## Begin
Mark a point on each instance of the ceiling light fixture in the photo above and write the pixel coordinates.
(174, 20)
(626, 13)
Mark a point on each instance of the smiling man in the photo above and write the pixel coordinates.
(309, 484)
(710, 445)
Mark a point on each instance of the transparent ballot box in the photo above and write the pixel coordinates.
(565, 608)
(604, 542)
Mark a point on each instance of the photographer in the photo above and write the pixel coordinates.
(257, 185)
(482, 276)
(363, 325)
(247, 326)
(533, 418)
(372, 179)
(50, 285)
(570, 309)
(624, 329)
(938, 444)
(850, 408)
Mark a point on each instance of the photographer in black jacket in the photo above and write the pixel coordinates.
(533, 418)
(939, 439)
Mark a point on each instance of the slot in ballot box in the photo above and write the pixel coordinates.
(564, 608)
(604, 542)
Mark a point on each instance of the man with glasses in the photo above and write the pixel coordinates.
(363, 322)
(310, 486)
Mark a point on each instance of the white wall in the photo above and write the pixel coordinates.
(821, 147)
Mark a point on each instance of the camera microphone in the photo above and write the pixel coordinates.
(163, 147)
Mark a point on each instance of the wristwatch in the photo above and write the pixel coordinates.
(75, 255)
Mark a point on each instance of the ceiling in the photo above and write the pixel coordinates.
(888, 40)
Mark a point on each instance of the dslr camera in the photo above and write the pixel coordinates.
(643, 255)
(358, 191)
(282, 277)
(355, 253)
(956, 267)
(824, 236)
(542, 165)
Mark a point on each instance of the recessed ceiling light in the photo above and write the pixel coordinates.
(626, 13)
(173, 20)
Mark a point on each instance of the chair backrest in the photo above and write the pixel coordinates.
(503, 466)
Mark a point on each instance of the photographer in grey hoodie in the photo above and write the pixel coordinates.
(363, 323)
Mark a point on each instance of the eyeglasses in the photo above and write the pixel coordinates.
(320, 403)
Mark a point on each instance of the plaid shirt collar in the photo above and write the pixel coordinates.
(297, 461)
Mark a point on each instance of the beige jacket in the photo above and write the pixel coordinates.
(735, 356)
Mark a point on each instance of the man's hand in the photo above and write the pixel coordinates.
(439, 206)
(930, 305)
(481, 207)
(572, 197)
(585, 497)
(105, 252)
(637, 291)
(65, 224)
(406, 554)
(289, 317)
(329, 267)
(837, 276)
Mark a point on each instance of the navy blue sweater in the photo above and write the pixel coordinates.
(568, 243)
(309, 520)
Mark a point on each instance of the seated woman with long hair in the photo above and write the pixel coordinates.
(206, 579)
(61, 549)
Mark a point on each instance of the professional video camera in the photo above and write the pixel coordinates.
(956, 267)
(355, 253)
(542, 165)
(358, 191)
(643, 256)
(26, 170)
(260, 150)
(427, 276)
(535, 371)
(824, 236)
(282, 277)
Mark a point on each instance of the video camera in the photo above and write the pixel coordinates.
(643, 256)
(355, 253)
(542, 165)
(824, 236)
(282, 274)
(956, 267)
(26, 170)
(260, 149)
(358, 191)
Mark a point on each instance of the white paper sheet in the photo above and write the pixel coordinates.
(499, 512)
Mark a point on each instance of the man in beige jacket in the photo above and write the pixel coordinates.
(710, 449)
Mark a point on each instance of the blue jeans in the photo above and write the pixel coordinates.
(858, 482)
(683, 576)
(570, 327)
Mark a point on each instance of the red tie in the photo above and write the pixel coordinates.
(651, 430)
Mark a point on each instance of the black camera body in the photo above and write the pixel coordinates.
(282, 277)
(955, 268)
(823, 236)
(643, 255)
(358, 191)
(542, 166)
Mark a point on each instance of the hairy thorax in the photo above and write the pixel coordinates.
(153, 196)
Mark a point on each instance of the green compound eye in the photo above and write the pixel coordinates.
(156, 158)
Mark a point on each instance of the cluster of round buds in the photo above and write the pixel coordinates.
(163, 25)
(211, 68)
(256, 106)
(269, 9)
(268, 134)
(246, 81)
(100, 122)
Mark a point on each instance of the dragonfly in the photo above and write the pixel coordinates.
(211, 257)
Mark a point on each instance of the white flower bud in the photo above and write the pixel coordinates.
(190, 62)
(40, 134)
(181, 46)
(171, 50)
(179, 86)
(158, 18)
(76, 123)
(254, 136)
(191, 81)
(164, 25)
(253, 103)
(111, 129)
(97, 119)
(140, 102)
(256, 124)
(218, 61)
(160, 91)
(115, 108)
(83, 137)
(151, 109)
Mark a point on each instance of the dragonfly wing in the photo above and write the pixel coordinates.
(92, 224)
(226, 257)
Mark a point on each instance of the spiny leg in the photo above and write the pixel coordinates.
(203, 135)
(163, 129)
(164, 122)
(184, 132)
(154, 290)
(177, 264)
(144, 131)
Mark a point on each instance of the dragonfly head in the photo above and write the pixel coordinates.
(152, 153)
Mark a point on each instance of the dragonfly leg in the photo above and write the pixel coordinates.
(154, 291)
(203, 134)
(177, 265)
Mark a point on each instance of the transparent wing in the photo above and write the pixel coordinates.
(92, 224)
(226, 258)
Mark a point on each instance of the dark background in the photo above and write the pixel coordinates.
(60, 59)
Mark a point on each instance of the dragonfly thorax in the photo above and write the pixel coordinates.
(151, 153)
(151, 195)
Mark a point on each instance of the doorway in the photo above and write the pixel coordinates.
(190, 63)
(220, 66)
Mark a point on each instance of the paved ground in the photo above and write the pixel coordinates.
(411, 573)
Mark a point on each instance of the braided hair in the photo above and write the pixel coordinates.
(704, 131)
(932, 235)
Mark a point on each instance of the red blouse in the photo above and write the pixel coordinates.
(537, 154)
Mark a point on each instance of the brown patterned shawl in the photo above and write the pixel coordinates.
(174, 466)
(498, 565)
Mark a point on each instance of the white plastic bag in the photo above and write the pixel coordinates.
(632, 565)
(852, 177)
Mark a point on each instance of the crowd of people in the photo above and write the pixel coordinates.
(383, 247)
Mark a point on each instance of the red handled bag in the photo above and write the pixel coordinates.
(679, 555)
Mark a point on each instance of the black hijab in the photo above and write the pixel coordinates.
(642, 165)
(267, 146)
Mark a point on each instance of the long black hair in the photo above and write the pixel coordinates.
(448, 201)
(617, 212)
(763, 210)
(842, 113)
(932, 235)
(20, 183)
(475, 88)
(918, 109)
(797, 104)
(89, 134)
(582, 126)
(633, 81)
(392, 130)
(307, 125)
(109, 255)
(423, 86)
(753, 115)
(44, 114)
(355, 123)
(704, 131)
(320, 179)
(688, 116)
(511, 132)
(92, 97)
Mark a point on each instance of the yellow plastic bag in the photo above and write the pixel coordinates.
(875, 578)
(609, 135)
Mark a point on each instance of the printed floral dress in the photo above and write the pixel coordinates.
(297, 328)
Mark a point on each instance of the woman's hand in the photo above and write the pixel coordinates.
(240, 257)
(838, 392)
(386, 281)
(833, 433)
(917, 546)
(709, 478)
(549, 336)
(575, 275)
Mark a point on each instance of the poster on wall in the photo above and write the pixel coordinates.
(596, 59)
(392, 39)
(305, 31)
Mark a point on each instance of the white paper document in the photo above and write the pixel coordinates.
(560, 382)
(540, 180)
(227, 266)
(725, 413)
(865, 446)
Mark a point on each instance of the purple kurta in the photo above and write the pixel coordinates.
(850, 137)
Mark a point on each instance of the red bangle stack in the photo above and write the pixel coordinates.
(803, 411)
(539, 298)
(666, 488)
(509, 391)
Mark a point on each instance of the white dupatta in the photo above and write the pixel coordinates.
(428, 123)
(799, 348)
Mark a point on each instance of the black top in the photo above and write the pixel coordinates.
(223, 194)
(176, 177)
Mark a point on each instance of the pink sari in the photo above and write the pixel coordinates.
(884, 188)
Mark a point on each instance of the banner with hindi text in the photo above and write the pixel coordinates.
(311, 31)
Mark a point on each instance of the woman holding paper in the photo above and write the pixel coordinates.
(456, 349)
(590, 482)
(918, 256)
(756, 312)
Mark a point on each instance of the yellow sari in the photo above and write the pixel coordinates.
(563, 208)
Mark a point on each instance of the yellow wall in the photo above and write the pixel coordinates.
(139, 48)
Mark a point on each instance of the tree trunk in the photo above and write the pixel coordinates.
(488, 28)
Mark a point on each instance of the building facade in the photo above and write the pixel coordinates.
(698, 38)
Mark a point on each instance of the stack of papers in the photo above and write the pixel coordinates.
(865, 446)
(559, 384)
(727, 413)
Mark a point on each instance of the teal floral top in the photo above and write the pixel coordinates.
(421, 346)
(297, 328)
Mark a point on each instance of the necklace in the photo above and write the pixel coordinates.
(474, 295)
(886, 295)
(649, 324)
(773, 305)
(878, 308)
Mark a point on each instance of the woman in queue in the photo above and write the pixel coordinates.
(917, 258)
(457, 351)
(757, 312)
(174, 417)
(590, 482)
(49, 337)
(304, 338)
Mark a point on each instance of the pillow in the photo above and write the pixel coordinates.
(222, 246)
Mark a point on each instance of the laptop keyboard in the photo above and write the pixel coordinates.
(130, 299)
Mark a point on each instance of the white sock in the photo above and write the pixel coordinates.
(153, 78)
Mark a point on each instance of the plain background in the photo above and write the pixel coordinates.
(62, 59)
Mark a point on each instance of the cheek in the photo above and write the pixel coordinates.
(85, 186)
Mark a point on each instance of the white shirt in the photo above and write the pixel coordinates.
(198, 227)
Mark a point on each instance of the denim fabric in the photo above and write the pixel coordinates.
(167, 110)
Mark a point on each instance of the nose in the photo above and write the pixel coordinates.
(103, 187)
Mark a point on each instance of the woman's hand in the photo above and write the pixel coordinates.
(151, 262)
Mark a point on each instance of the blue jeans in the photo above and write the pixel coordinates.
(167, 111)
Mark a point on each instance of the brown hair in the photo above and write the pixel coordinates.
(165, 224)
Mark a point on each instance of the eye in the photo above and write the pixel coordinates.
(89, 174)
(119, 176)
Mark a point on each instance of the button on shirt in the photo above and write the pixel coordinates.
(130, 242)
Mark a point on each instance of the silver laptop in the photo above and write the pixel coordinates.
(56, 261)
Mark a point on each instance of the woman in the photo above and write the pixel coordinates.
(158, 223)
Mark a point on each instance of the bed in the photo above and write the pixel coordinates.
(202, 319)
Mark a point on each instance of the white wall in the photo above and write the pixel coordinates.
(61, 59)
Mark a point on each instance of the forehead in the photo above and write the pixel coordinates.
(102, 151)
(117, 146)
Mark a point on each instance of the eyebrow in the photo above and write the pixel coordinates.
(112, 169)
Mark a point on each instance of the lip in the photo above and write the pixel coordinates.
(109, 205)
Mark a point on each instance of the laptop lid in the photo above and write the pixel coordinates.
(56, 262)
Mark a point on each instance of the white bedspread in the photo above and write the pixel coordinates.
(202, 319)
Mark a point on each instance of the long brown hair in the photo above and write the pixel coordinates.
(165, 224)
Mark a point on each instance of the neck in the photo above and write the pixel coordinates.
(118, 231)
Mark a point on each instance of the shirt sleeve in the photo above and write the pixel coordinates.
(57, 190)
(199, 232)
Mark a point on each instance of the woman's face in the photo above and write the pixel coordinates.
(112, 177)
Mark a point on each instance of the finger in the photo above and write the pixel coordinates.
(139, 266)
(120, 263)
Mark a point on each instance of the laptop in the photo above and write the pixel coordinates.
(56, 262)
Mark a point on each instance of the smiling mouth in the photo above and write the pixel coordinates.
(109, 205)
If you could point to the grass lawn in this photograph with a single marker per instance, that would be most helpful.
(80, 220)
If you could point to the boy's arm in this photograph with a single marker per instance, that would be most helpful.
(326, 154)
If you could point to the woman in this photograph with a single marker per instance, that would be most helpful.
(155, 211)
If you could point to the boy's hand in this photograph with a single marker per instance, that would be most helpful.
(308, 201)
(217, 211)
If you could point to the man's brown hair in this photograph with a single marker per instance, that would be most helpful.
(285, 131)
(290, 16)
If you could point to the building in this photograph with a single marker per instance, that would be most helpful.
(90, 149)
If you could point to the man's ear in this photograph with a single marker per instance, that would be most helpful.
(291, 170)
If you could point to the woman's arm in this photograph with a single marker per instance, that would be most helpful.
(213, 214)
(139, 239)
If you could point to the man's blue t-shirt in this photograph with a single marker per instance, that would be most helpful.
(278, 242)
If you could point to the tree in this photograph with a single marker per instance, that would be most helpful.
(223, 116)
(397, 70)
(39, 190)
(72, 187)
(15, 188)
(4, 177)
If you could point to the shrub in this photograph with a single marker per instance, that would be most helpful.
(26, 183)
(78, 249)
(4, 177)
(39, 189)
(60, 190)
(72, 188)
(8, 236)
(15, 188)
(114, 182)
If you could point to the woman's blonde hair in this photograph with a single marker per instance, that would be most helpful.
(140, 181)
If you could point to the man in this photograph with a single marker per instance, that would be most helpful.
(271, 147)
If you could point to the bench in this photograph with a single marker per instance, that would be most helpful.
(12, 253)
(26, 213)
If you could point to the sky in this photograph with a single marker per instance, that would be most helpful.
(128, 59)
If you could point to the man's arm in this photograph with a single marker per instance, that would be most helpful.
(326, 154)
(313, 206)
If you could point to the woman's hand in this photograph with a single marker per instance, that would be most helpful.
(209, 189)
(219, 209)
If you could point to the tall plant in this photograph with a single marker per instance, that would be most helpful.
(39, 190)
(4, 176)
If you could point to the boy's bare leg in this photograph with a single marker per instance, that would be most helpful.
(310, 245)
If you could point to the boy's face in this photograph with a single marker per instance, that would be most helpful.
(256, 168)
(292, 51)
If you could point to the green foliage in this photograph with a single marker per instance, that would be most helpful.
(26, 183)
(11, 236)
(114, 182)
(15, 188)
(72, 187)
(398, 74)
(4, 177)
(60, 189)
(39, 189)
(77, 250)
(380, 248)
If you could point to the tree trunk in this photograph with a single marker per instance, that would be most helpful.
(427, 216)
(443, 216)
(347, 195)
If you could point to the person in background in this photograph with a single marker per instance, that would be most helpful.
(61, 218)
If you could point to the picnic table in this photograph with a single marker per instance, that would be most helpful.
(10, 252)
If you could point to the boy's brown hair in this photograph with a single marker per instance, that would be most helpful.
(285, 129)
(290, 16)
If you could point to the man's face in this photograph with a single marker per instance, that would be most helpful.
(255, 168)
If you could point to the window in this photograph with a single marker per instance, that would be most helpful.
## End
WHAT IS REQUIRED — Find "If you could point to the bench" in the data above, then repeat that line and all lines after it exactly, ending with the final line.

FULL RESPONSE —
If you could point to the bench in this photograph with a single marker per instance, that would be most helpful.
(12, 253)
(26, 213)
If you could point to the sky in this photograph with a single marker per instance, that would be most helpful.
(128, 59)
If you could point to the man's arm in this photograph with a single marker per instance, that would be most helpful.
(326, 154)
(313, 206)
If you could point to the woman's hand in this photograph with a single marker per instance, that would be most helpful.
(209, 189)
(219, 209)
If you could point to the tall plant in this photograph with a single marker per instance, that would be most helpful.
(39, 190)
(4, 176)
If you could point to the boy's bare leg in this photograph with a single marker per instance, that would be most helpful.
(310, 245)
If you could point to the boy's face in this photograph with a single marker per instance, that would be most helpful.
(256, 168)
(292, 51)
If you could point to the green foliage in this photograph with a single marker per instance, that would be most helpful.
(26, 183)
(11, 236)
(114, 182)
(15, 188)
(72, 187)
(398, 74)
(4, 177)
(60, 189)
(39, 189)
(77, 250)
(380, 248)
If you could point to the tree trunk in this photograph with a single marker per instance, that would be most helpful.
(427, 216)
(443, 216)
(347, 195)
If you could point to the person in background in this photograph with a single marker per instance, that would be most helpful.
(61, 218)
If you could point to the picnic table in this photograph with a single marker per instance, that would be most helpful.
(10, 252)
If you could point to the boy's brown hair in this photograph with a single marker per instance, that would be most helpful.
(285, 129)
(290, 16)
If you could point to the man's face in this photograph with a single marker per instance, that would be most helpful.
(255, 168)
If you could point to the window in this photograph with a single marker per instance, that would be most helpful.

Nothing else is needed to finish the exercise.